◆ EXERCISES ◆
**A)** In the Blues–Predators game recap, who replaced Jake Allen in goal after he was pulled in the second period?
**B)** Set down the part of the game recap that begins at the words "Forsberg hat trick, Rinne" and stops after "Nashville's 5-0 win.", keeping every word unchanged.
**C)** Resume the Blues–Predators game recap after its final sentence.

## Start SOURCE TEXT

Saturday, February 27, 2016

Shorthanded Blues overwhelmed 5-0 against Predators

Forsberg hat trick, Rinne 28-save shutout send 
St. Louis to season-high third straight loss in regulation

By LOU KORAC
NASHVILLE, Tenn. -- The Blues have held out long enough this season overcoming injured players.

On Saturday afternoon in front of a large contingency of their fans filling Bridgestone Arena hoping for a clean sweep of the Nashville Predators this season, it wasn't even close to materializing.

Filip Forsberg has been hot against the league, and he continued his torrid goal-scoring pace against the Blues, scoring his second hat trick in three games -- all in the second period -- of Nashville's 5-0 win.
(St. Louis Blues photo)
Blues goalie Jake Allen (left) protests a high stick after Nashville's Craig
Smith scored in the first period of the Predators' 5-0 victory. 

The Blues (35-20-9) limp into Carolina for another matinee game Sunday afternoon losing three in a row in regulation for the first time this season; they lost five in a row (0-2-3) but gained points in three of those games from Dec. 31-Jan. 8.

"We just didn't have it, but play again (Sunday), so move on," defenseman Jay Bouwmeester said. "I don't think we've had too many all year. Anytime it happens, it stinks. But it happens to everybody. When you play 82 games, not all of them are going to be perfect."

The Blues have had a multitude of injuries throughout the season but played Saturday without Alexander Steen (upper body), Alex Pietrangelo (knee), Brian Elliott (lower body), Jori Lehtera (upper body) and Steve Ott (hamstring) has been out since Jan. 2.

The Blues are 0-3-0 since Steen went down and have been outscored 13-4; they've run into some good goaltending the past three games, including Pekka Rinne's 28-save shutout Saturday.

But good news came down Saturday night that Pietrangelo, who missed nine games, was activated off injured reserve and will play Sunday. He has been out since sustaining a right knee injury Feb. 6.

Forsberg, who has 12 goals in the past 11 games, put any notion out of reach in the second period when he scored three times on top of Craig Smith's first-period goal. Forsberg had four points in the game, Smith had a goal and two assists and linemate Mike Ribeiro had three assists. Nashville's first three goals, all scored by that line, came against Paul Stastny's line with Robby Fabbri and Troy Brouwer.

Top defensive pair Bouwmeester and Kevin Shattenkirk were each a minus-3.

Jake Allen made 19 saves on 23 shots but was pulled -- likely to get ready to play against the Hurricanes -- at 15 minutes, 34 seconds of the second period for Pheonix Copley's NHL debut.

The Blues earlier in the day acquired Edmonton backup goalie Anders Nilsson for goalie prospect Niklas Lundstrom and a 2016 fifth-round pick (the Blues had two picks, including one acquired from Columbus two seasons ago for defenseman Jordan Leopold).

## End SOURCE TEXT
## Start MATERIAL

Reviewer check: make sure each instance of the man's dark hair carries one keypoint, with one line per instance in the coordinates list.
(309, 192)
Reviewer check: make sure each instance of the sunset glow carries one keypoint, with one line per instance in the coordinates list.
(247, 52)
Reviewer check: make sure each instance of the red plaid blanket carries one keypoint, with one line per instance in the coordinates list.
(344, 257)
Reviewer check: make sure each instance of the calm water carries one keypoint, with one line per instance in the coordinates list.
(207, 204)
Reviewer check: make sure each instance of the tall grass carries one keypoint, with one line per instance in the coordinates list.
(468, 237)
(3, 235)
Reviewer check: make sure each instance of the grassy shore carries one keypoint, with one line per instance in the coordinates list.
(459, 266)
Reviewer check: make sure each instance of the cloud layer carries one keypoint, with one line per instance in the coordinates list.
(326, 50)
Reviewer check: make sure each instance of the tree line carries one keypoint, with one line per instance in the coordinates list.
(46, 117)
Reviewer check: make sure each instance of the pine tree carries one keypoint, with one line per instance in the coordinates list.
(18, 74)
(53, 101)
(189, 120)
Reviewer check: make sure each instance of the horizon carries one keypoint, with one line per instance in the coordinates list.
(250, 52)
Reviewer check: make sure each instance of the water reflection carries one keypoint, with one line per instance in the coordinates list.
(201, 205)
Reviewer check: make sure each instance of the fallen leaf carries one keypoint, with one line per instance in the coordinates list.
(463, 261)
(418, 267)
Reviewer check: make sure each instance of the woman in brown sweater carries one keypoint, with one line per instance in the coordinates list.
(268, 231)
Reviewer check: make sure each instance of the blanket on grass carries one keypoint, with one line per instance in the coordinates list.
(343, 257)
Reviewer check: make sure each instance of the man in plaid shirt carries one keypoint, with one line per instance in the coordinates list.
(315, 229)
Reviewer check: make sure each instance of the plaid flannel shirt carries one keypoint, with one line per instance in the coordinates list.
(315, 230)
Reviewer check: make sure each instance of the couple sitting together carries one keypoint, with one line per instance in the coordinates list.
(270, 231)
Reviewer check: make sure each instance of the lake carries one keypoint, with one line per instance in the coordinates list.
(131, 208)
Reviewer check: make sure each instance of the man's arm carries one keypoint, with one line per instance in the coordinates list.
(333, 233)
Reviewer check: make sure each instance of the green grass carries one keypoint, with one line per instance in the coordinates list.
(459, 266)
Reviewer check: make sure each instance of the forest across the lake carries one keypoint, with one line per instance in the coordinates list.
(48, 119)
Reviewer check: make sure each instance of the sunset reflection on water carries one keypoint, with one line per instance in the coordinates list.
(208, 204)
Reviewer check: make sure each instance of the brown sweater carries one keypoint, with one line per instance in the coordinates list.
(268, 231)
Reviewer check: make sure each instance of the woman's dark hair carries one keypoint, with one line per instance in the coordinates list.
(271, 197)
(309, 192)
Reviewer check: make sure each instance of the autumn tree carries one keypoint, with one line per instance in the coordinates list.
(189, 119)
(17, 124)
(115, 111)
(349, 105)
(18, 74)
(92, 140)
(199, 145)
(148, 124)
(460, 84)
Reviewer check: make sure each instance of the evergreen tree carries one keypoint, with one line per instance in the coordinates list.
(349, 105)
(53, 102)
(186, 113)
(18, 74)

## End MATERIAL

◆ FINAL RESULTS ◆
**A)** Pheonix Copley, making his NHL debut.

**B)**
Forsberg hat trick, Rinne 28-save shutout send 
St. Louis to season-high third straight loss in regulation

By LOU KORAC
NASHVILLE, Tenn. -- The Blues have held out long enough this season overcoming injured players.

On Saturday afternoon in front of a large contingency of their fans filling Bridgestone Arena hoping for a clean sweep of the Nashville Predators this season, it wasn't even close to materializing.

Filip Forsberg has been hot against the league, and he continued his torrid goal-scoring pace against the Blues, scoring his second hat trick in three games -- all in the second period -- of Nashville's 5-0 win.

**C)**
Nilsson was recalled from Chicago, and the Blues assigned Copley and defenseman Jordan Schmaltz to the Wolves.

Smith scored 5:39 into the first when he slammed in Ribeiro's batted attempt of a puck that officials apparently ruled wasn't a high stick because it wasn't directed towards the net. It was the first goal the Blues allowed against the Predators here in 125:39; they shut out Nashville the previous two visits this season. 

"From a quick look, yeah (it looked like a high stick), but things happen fast," Bouwmeester said.

Forsberg's first came 54 seconds into the second when Petter Granberg's point shot caromed off Stastny's skate right to Forsberg, who had nothing but an empty net.

Forsberg struck again at 5:39 off a drop pass from Smith and using Shattenkirk as a screen to snap one through Allen.

And Forsberg capped off the hat trick on the power play after Ribeiro found him in the left circle for a one-timer high short side at 14:49. It's Forsberg's first four-point game of his NHL career.

Colin Wilson added a fifth goal at 4:37 of the third period against Copley.

"Puck management through the neutral zone really hurt us, lack of discipline on the penalties really hurt us ... those are the two commonalities," coach Ken Hitchcock said. "We didn't do it against the Rangers, but we did it against San Jose and we did it again tonight, so it's something we have to address.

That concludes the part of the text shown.